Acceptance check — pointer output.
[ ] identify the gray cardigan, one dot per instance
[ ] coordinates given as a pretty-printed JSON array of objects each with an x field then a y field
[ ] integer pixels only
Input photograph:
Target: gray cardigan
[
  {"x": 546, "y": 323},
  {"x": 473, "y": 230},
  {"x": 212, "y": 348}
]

**DIRECTIONS FOR THIS TASK:** Can you reproduce every line of the entries above, requests included, shifting each x and y coordinate in the answers up by 48?

**FINISHED ANSWER:**
Acceptance check — pointer output.
[ ] identify the gray cardigan, one dot per instance
[ ] coordinates given as a pretty-printed JSON array of objects each with an x field then a y field
[ ] integer pixels only
Input photograph:
Target: gray cardigan
[
  {"x": 594, "y": 371},
  {"x": 521, "y": 278},
  {"x": 260, "y": 396}
]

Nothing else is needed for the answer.